### PAGE EXTRACT

Start

Python for Geosciences: Spectral Analysis (Step by Step)

Mauricio Cordeiro

Mar 21, 20229 min read

This is the third post in a series that will teach non-programmers how to use Python to handle and analyze geospatial data

Introduction

Hello and welcome back. This is the third story of the series Python for Geosciences, which has the objective to help non-programmers to start using Python for spatial data analysis and to automate it’s geospatial related processes. In the first post of the series (here), we learned how to prepare the Python environment on Windows using the Anaconda package manager and how to open a GeoTiff image from a Jupyter notebook. Next, on the second post (here), we saw the basics of matrix manipulation and we also learned how to created a flexible function to calculate Normalized Difference Indexes (such as NDVI, MNDWI, etc.), given two bands.

For this third post, we will continue to analyze the image’s data, and our goal is to plot some spectral data for different targets. In remote sensing, target is usually referred to what type of coverage is present that we want to select. For example, by the end if today's post we shall be able to display the mean spectral curve of the water pixels, or vegetation. To achieve this, we will first learn:

Array slicing: how to access part of the image;
Boolean Array Indexing: to mask the portions of the image we don't want;
Compute mean (or other arithmetic) along a specific dimension; and
How to plot the spectral data.

End

### PARTS OF THE EXERCISE
1/ According to the spectral analysis tutorial, which package manager was used in the first post to set up Python on Windows?
2/ Carry the spectral analysis tutorial forward from the end of its list of four topics.
The listing that comes next is taken from a separate source.

### Dataset items

Start

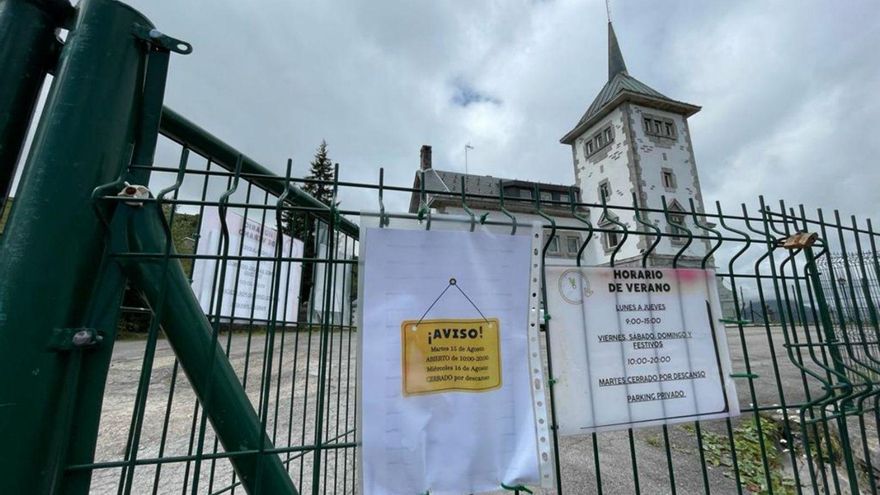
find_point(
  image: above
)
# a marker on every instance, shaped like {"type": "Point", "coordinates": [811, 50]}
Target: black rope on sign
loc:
{"type": "Point", "coordinates": [452, 283]}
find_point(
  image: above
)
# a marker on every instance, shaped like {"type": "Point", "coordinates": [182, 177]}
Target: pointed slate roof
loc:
{"type": "Point", "coordinates": [623, 87]}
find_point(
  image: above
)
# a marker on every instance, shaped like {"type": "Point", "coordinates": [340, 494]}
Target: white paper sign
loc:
{"type": "Point", "coordinates": [249, 283]}
{"type": "Point", "coordinates": [637, 347]}
{"type": "Point", "coordinates": [447, 365]}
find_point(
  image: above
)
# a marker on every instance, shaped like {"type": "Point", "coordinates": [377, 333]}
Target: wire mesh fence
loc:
{"type": "Point", "coordinates": [234, 364]}
{"type": "Point", "coordinates": [282, 308]}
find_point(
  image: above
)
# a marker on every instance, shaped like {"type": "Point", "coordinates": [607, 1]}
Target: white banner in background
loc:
{"type": "Point", "coordinates": [449, 355]}
{"type": "Point", "coordinates": [252, 294]}
{"type": "Point", "coordinates": [637, 347]}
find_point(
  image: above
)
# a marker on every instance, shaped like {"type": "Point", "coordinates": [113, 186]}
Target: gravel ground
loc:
{"type": "Point", "coordinates": [296, 411]}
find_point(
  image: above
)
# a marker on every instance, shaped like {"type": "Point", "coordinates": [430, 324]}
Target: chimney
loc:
{"type": "Point", "coordinates": [425, 157]}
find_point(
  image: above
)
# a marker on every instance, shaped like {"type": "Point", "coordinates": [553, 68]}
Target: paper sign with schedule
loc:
{"type": "Point", "coordinates": [637, 347]}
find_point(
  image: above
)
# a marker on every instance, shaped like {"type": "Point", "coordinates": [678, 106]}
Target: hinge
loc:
{"type": "Point", "coordinates": [70, 339]}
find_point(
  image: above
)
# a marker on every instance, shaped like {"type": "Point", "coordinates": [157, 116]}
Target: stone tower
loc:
{"type": "Point", "coordinates": [635, 141]}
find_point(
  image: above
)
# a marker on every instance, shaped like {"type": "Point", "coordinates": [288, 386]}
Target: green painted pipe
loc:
{"type": "Point", "coordinates": [191, 336]}
{"type": "Point", "coordinates": [52, 247]}
{"type": "Point", "coordinates": [27, 45]}
{"type": "Point", "coordinates": [177, 128]}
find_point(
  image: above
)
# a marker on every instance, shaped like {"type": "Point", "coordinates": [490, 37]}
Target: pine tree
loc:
{"type": "Point", "coordinates": [303, 226]}
{"type": "Point", "coordinates": [322, 170]}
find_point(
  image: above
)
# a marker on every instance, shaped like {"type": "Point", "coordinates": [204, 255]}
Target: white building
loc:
{"type": "Point", "coordinates": [634, 142]}
{"type": "Point", "coordinates": [631, 146]}
{"type": "Point", "coordinates": [484, 197]}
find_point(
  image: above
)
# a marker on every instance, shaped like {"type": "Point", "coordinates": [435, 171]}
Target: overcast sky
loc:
{"type": "Point", "coordinates": [789, 92]}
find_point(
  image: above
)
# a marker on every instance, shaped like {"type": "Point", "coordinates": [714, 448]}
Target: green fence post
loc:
{"type": "Point", "coordinates": [27, 49]}
{"type": "Point", "coordinates": [53, 243]}
{"type": "Point", "coordinates": [834, 351]}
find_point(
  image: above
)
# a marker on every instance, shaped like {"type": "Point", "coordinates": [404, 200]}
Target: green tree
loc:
{"type": "Point", "coordinates": [302, 225]}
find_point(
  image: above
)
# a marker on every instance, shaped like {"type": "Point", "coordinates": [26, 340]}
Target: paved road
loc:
{"type": "Point", "coordinates": [295, 401]}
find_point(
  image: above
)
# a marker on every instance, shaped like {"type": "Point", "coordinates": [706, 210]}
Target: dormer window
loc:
{"type": "Point", "coordinates": [660, 127]}
{"type": "Point", "coordinates": [667, 177]}
{"type": "Point", "coordinates": [604, 191]}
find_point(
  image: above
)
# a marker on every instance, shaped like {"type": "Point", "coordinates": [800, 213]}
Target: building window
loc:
{"type": "Point", "coordinates": [660, 127]}
{"type": "Point", "coordinates": [553, 250]}
{"type": "Point", "coordinates": [572, 245]}
{"type": "Point", "coordinates": [564, 244]}
{"type": "Point", "coordinates": [599, 140]}
{"type": "Point", "coordinates": [610, 239]}
{"type": "Point", "coordinates": [604, 191]}
{"type": "Point", "coordinates": [676, 218]}
{"type": "Point", "coordinates": [667, 178]}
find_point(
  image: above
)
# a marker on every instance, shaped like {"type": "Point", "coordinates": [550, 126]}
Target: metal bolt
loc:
{"type": "Point", "coordinates": [82, 338]}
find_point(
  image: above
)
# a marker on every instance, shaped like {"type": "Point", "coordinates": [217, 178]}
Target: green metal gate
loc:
{"type": "Point", "coordinates": [117, 378]}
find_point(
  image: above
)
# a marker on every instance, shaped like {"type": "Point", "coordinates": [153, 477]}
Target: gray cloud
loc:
{"type": "Point", "coordinates": [787, 88]}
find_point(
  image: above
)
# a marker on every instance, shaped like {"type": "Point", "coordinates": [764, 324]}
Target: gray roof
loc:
{"type": "Point", "coordinates": [487, 185]}
{"type": "Point", "coordinates": [621, 87]}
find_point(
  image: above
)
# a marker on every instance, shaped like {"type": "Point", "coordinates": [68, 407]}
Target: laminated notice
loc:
{"type": "Point", "coordinates": [443, 355]}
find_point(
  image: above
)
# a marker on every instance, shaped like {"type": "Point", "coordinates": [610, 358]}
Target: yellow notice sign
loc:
{"type": "Point", "coordinates": [450, 355]}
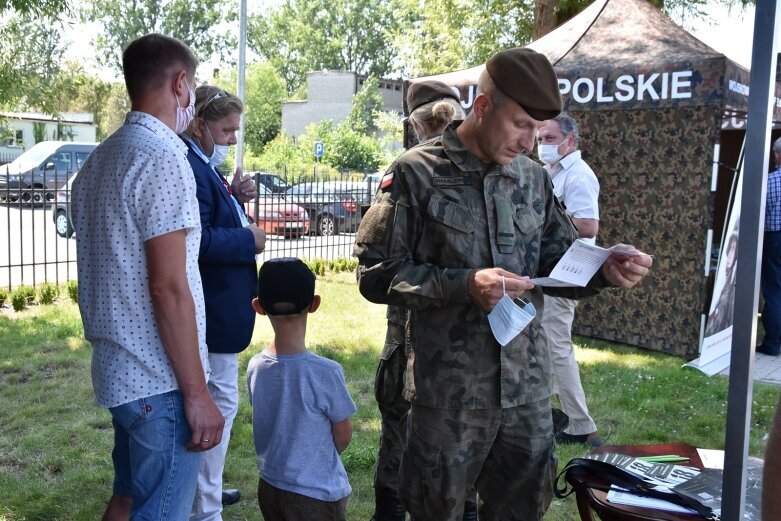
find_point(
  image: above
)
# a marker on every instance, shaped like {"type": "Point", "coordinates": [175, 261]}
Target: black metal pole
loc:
{"type": "Point", "coordinates": [752, 225]}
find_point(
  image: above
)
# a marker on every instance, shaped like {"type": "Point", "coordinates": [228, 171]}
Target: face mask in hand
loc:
{"type": "Point", "coordinates": [508, 319]}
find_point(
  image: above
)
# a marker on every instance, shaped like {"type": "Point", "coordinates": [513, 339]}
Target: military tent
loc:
{"type": "Point", "coordinates": [662, 120]}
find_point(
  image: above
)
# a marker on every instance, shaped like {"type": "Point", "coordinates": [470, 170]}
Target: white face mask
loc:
{"type": "Point", "coordinates": [219, 152]}
{"type": "Point", "coordinates": [508, 319]}
{"type": "Point", "coordinates": [549, 154]}
{"type": "Point", "coordinates": [184, 115]}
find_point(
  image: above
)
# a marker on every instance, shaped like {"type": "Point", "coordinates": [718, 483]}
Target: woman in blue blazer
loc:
{"type": "Point", "coordinates": [228, 268]}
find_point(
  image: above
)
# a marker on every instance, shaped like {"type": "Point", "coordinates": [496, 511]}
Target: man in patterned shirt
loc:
{"type": "Point", "coordinates": [771, 261]}
{"type": "Point", "coordinates": [137, 226]}
{"type": "Point", "coordinates": [456, 222]}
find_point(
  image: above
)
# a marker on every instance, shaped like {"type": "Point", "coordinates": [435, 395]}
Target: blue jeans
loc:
{"type": "Point", "coordinates": [151, 462]}
{"type": "Point", "coordinates": [771, 290]}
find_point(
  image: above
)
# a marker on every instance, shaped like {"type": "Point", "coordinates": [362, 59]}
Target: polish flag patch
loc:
{"type": "Point", "coordinates": [387, 179]}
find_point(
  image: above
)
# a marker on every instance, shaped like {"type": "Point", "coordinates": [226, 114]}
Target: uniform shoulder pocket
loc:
{"type": "Point", "coordinates": [527, 219]}
{"type": "Point", "coordinates": [451, 214]}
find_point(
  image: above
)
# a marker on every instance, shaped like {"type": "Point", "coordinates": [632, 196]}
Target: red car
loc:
{"type": "Point", "coordinates": [276, 216]}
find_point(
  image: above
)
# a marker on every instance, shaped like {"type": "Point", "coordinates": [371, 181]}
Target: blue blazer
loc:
{"type": "Point", "coordinates": [227, 263]}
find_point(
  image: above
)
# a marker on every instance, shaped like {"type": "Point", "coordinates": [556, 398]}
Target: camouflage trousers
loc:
{"type": "Point", "coordinates": [506, 453]}
{"type": "Point", "coordinates": [388, 391]}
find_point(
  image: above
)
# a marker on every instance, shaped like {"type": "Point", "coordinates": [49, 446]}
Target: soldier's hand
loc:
{"type": "Point", "coordinates": [485, 286]}
{"type": "Point", "coordinates": [626, 266]}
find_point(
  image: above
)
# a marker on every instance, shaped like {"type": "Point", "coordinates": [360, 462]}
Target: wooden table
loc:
{"type": "Point", "coordinates": [589, 499]}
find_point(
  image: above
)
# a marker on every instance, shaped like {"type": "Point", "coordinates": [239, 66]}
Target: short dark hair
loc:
{"type": "Point", "coordinates": [149, 60]}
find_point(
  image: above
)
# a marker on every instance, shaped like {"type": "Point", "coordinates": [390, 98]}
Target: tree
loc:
{"type": "Point", "coordinates": [29, 53]}
{"type": "Point", "coordinates": [353, 150]}
{"type": "Point", "coordinates": [73, 90]}
{"type": "Point", "coordinates": [367, 102]}
{"type": "Point", "coordinates": [36, 8]}
{"type": "Point", "coordinates": [452, 34]}
{"type": "Point", "coordinates": [549, 14]}
{"type": "Point", "coordinates": [264, 92]}
{"type": "Point", "coordinates": [307, 35]}
{"type": "Point", "coordinates": [125, 21]}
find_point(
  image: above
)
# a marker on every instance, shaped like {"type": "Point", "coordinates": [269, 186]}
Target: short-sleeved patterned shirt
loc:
{"type": "Point", "coordinates": [135, 186]}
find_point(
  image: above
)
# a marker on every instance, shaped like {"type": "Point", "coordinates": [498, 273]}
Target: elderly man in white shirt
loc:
{"type": "Point", "coordinates": [576, 186]}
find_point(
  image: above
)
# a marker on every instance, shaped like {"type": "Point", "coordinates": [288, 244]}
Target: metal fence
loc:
{"type": "Point", "coordinates": [304, 215]}
{"type": "Point", "coordinates": [8, 156]}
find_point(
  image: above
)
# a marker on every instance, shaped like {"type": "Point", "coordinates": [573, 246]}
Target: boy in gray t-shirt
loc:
{"type": "Point", "coordinates": [300, 405]}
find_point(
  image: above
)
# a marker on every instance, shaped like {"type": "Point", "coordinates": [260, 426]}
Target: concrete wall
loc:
{"type": "Point", "coordinates": [79, 126]}
{"type": "Point", "coordinates": [330, 96]}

End

### SET OF ANSWERS
1/ Anaconda.

2/
Let's go!

Step 1- Understanding array slicing

On the first post we saw how to access single pixel values by passing indexes into square brackets to the array variable, like so: img[3000, 3000]. However, accessing single values is not of much use in satellite images, where we can easily have millions of values do deal with. So, the first concept we have to learn before moving on to the spectral analysis itself is how to crop just a part of the array, something called array slicing. NumPy extends the basic concept of Python’s slice (usually applied to lists, strings or tuples) to N dimensional arrays and we can use it to access a subset of our image. It could be a line, a row, a sub-array or evenly spaced points.

The basic syntax to slice an array involves passing parameters to the array in square brackets, separated by ":". For example, considering a one-dimensional array called v: v[first_index:last_index:step]

It is important to note some points:

The index of the first element is always 0 (this is called zero-based indexing);
The first index is included in the slice, and the last index is excluded. for example, if we have an one-dimensional array with 5 elements and we want to grab 3 elements, we shall use [0:3]. Note that if index 0 is the first element, index 3 is the 4th element but it is excluded from the slice;
For more than one dimension (in our examples we have 2 or more dimensions), we should pass one slice for each dimension, separated by “,” . Ex: img[0:1000, 0:1000];
The indexes can be counted backwards, using for example, -1 (last value), -2, -3;
When a index in the slice is omitted, it means that we want all elements in that “direction”. For example: img[:2000, -3000:] will access the first 2000 lines (starting from 0 to 2000) and the last 3000 rows (from -3000 to the end), that’s represented in Figure 1.

Figure 1: Slice [:2000, -3000:] highlighted. Image by Author.

More information about array indexing and slicing will be provided as we progress, but for any special need you can refer to the NumPy’ s online documentation (here). Now that we know the basics of slicing, let’s get to the practice.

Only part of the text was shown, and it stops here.